• ACTIVITY
Leave out the pictures and copy every record exactly.

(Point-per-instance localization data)
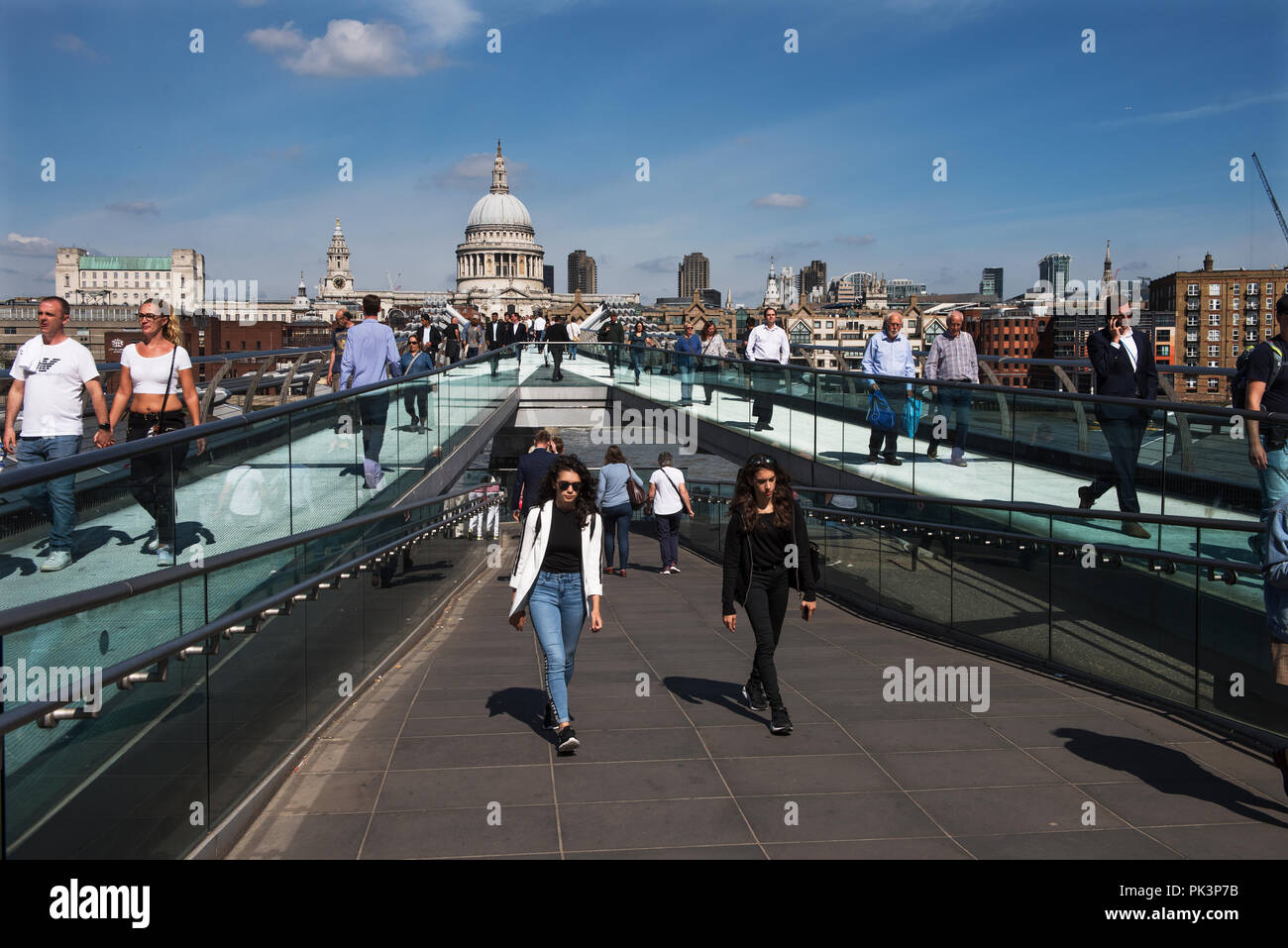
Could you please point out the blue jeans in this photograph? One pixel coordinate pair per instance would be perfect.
(669, 537)
(687, 373)
(617, 519)
(54, 498)
(558, 613)
(953, 402)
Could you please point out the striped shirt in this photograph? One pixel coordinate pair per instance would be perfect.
(953, 360)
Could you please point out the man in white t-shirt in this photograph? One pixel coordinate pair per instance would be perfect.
(669, 494)
(50, 375)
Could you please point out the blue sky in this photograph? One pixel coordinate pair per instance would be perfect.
(824, 154)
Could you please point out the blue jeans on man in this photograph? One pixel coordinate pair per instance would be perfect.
(54, 498)
(558, 613)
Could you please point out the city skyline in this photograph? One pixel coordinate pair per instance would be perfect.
(781, 161)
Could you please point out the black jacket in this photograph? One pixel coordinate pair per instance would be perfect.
(738, 561)
(528, 476)
(1115, 375)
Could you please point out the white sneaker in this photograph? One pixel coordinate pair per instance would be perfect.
(55, 561)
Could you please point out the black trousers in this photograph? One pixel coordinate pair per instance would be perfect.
(765, 381)
(767, 605)
(155, 475)
(1125, 437)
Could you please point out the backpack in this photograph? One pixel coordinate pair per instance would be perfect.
(1239, 384)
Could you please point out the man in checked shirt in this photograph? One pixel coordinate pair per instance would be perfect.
(953, 359)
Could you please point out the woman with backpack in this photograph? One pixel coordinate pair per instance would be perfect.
(557, 579)
(767, 552)
(614, 501)
(666, 498)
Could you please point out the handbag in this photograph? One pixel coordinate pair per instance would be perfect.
(880, 414)
(911, 415)
(634, 492)
(159, 428)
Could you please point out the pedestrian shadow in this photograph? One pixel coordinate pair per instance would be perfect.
(703, 690)
(524, 704)
(1168, 771)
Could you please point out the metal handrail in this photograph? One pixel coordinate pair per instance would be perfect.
(256, 614)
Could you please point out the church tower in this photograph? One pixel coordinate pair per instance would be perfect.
(338, 281)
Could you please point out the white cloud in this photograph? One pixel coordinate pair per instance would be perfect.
(27, 247)
(777, 200)
(349, 48)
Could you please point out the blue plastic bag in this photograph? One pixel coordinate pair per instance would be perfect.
(880, 414)
(911, 416)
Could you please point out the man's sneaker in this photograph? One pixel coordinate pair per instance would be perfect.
(566, 741)
(55, 561)
(754, 694)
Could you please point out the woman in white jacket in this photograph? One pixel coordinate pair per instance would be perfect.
(557, 579)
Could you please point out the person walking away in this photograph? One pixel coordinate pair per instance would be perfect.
(639, 347)
(1124, 360)
(687, 347)
(1267, 390)
(557, 579)
(889, 353)
(50, 373)
(952, 359)
(369, 351)
(339, 331)
(767, 344)
(668, 496)
(614, 504)
(153, 375)
(527, 478)
(555, 339)
(614, 335)
(712, 351)
(416, 397)
(765, 553)
(574, 335)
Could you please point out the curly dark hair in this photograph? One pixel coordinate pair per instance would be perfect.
(745, 492)
(585, 504)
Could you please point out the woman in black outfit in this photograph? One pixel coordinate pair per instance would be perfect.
(764, 546)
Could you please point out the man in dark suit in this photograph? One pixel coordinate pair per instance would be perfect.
(529, 474)
(1124, 360)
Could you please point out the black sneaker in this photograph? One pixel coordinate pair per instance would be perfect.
(567, 742)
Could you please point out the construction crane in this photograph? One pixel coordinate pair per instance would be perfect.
(1270, 194)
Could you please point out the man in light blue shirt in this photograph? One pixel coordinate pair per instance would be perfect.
(889, 353)
(369, 348)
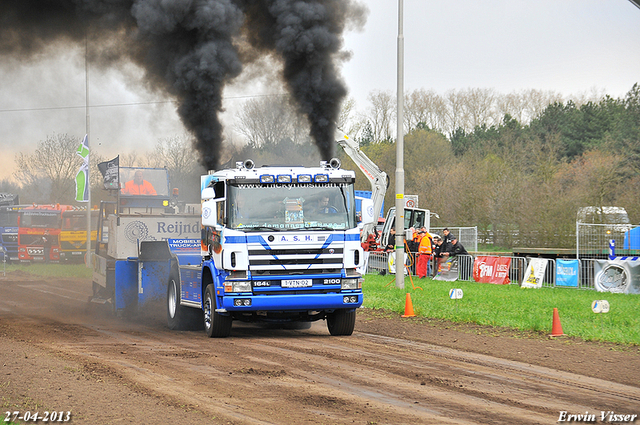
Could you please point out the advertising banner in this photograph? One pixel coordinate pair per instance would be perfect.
(534, 275)
(487, 269)
(567, 273)
(618, 276)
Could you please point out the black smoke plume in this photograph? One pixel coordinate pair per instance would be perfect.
(189, 49)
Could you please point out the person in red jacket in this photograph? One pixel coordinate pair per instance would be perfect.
(425, 249)
(138, 186)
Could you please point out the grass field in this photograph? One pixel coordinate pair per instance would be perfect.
(51, 269)
(513, 307)
(485, 304)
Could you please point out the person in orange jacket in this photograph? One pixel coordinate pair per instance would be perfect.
(425, 249)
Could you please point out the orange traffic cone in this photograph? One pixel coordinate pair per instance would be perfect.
(556, 328)
(408, 307)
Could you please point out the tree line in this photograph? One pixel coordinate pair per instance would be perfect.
(518, 166)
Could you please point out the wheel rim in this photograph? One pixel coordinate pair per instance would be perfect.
(207, 312)
(173, 299)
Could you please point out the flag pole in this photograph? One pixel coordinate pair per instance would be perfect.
(86, 81)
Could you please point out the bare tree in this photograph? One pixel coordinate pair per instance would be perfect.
(427, 107)
(381, 114)
(54, 164)
(455, 112)
(268, 120)
(479, 108)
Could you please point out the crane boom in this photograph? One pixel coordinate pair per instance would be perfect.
(378, 178)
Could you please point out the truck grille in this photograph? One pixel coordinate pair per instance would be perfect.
(266, 262)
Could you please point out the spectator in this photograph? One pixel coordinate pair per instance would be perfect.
(425, 249)
(138, 186)
(455, 248)
(438, 245)
(391, 241)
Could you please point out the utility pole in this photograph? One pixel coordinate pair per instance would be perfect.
(400, 155)
(86, 80)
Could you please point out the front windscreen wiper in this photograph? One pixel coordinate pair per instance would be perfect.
(315, 228)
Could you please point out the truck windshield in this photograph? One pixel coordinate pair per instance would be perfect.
(291, 206)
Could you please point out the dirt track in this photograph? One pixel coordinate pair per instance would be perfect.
(60, 353)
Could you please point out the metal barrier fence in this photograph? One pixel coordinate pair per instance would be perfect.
(378, 263)
(468, 236)
(593, 240)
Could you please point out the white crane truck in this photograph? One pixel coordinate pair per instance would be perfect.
(277, 244)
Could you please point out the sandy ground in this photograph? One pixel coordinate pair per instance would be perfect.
(58, 353)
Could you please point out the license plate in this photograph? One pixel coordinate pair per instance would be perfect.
(297, 283)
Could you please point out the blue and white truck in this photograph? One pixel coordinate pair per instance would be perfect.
(275, 244)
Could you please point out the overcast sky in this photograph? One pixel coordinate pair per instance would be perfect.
(568, 46)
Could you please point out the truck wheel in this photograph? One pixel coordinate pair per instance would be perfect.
(175, 311)
(180, 317)
(215, 324)
(341, 322)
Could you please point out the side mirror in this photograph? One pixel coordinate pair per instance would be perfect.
(208, 193)
(368, 215)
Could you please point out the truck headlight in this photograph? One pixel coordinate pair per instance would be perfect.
(240, 286)
(352, 283)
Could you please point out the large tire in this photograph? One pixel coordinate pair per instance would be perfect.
(215, 324)
(341, 322)
(179, 317)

• ANSWER BOX
Could you please point out the blue jeans in this photograph? One pixel coordinate pair per instance would be perfect.
(669, 537)
(687, 373)
(617, 519)
(54, 498)
(558, 613)
(953, 402)
Could you please point out the striped shirt in this photograph? One pixel coordinate pair per instance would be perfect.
(953, 360)
Could you please point out the man in white t-shirt in this photograph? One pixel coordinate pair per instance would be perfect.
(669, 494)
(50, 375)
Could you please point out the blue sky in this photograph? One pixel coordinate pair per instance would be perfect.
(824, 154)
Could you please point out the blue jeans on man in this photograph? One pixel coordinate pair per instance would be perfect.
(54, 498)
(558, 613)
Could you please point out the city skyline in this photograph? One pixel coordinate pair per instance would be perfect.
(781, 161)
Could you please point out the black jacket in this photograph? One pixel coordinate pair per instance would be perfect.
(738, 561)
(528, 476)
(1115, 375)
Could you please point out the white sneaker in this photograph? One pixel coordinate pair per instance would be perfect.
(55, 561)
Could you please point out the black trousers in this photograph? One pixel coordinate pair per instance would be perfect.
(765, 381)
(767, 605)
(155, 475)
(1125, 437)
Could you please point out the backpack in this photograph? One pixel coordinate pair per instance would be perfect.
(1239, 384)
Could you please point out the man in checked shirt in this photograph? One pixel coordinate pair per instance would be perfect.
(953, 359)
Could you please point out the woman with backpack in this photograph? One pixel coordinate pair per instance would be perfect.
(557, 579)
(767, 552)
(614, 501)
(666, 498)
Could you please point out the handbag in this photograph? One pixel coordinate pair per instance would be perfect.
(880, 414)
(911, 415)
(634, 492)
(159, 428)
Could you please point out the pedestrian shadow in this photograph? One pixel coordinate pair per instance would be perfect.
(703, 690)
(524, 704)
(1168, 771)
Could you please point out the metal handrail in this photograph? One pixel coordinate pair per instance would be perfect.
(256, 614)
Could you please point out the church tower in this photograph? One pixel coordinate pair per instance would be perfect.
(338, 281)
Could you please point out the white cloud in this photograph? One pixel coordinate pair per instance would be perfect.
(27, 247)
(777, 200)
(349, 48)
Could you please point out the blue plastic bag in this photograph? One pixel coordinate pair per instance would be perfect.
(880, 414)
(911, 416)
Could you please point out the man's sneaker in this photograph? One pixel coordinate pair per instance would be perfect.
(566, 741)
(55, 561)
(754, 694)
Could you please point out the woman in white jacket in this photograph? One pixel coordinate pair per instance would be perfect.
(557, 579)
Could you please point out the person walking away in this photograph? One pixel coordinate pair per instance would be perfect.
(639, 347)
(1124, 360)
(687, 347)
(1267, 390)
(557, 579)
(889, 353)
(50, 373)
(952, 359)
(369, 351)
(339, 331)
(767, 344)
(668, 496)
(614, 504)
(153, 375)
(527, 478)
(555, 339)
(614, 335)
(712, 351)
(416, 397)
(765, 553)
(574, 335)
Could you please point out the curly dark hair in this photograph? One pixel coordinate pair per instance would be perfect.
(745, 492)
(585, 504)
Could you please point out the woman in black outfit in this photograph? One pixel coordinate pair per instance would be perfect.
(764, 546)
Could you please point out the man in dark suit in this photograph? One pixel coordinate pair per instance would be perfect.
(529, 474)
(1124, 360)
Could you please point out the black sneaker in this photograph? One pixel coordinate pair per instance would be perfect.
(567, 742)
Could you please point out the construction crane in this photograph? One pixel coordinate pair per instance would be perfect.
(1270, 194)
Could you please point out the man in light blue shirt in this photograph? One pixel coordinate pair per instance would be perfect.
(889, 353)
(369, 348)
Could you please point out the advertising banner in this photograph? One pixel coordinate pair per instance would be perfect.
(534, 275)
(487, 269)
(567, 273)
(618, 276)
Could you please point out the black smoke plume in this photograph? One pixel coordinate pair per instance would be perfect.
(189, 49)
Could you please point out the person in red jacket in this photograph? One pixel coordinate pair per instance would be perfect.
(425, 249)
(138, 186)
Could you please point out the grass field in this photograph? One pixel coordinate pair per instance would be perfect.
(51, 269)
(513, 307)
(485, 304)
Could you please point out the person in orange jacket in this photograph? One pixel coordinate pair per instance would be perfect.
(425, 249)
Could you please point out the orange traffic cone in this photograph? One pixel coordinate pair per instance would be perfect.
(556, 328)
(408, 307)
Could you please point out the tree line in this photograph? One pixel coordinate pair per instance would be perfect.
(518, 166)
Could you please point out the wheel rim in this photograph? One pixel coordinate pair per instance would be perfect.
(207, 312)
(173, 299)
Could you please point out the flag pole in this photograph? One pixel coordinate pair per instance would be perfect.
(86, 81)
Could you please point out the bare tree in this photograph? One pixel coordinate pair per instance would be perfect.
(427, 107)
(381, 114)
(54, 164)
(455, 112)
(268, 120)
(479, 108)
Could you please point out the crane boom in this photograph? One pixel coordinate pair per instance would be perfect.
(378, 178)
Could you please point out the truck grille in this photograph? One pixel coordinate pair per instance would be perfect.
(266, 262)
Could you please point out the spectator in this photograph? One pixel coordinate pair per instance would be perfect.
(425, 249)
(138, 186)
(455, 248)
(438, 245)
(391, 241)
Could you please point out the utility pole in this photograph? One pixel coordinate pair per instance would be perfect.
(400, 155)
(86, 80)
Could you please point out the front windscreen wiper in this photograph? One pixel coordinate pair per instance would be perfect.
(315, 228)
Could you please point out the truck windshield in this photograph? One pixel coordinate pair per instance would be perfect.
(291, 206)
Could you please point out the dirt track in this photograph? One pixel coordinate pair per instance would be perfect.
(60, 353)
Could you please point out the metal barrier fence in this photograph? One pixel coordinate pair per instance would be perfect.
(378, 263)
(468, 236)
(593, 240)
Could you please point out the white crane truck in this photograph? One pixel coordinate pair per instance would be perfect.
(277, 244)
Could you please point out the sandy ground in this photograph? One pixel coordinate pair per instance would be perfect.
(58, 353)
Could you please point out the license plate in this photograph? One pixel coordinate pair per instance would be perfect.
(297, 283)
Could you please point out the blue and white truck in this photograph? One pixel coordinate pair per instance would be perfect.
(275, 244)
Could you please point out the overcast sky in this photograph? One pixel coordinate pair per instance would be perfect.
(568, 46)
Could you please point out the truck wheel in this photograph? One pixel coordinate pair per instance would be perfect.
(175, 311)
(180, 317)
(215, 324)
(341, 322)
Could you please point out the side mirror in this photograph? One pixel coordinate pair per instance would be perfect.
(208, 193)
(368, 215)
Could you please point out the truck headlight in this photograph? One pixel coordinate pair per instance would be perfect.
(240, 286)
(352, 283)
Could you please point out the large tire in this photograph? One pixel coordinate pair per instance would be perfect.
(215, 324)
(341, 322)
(179, 317)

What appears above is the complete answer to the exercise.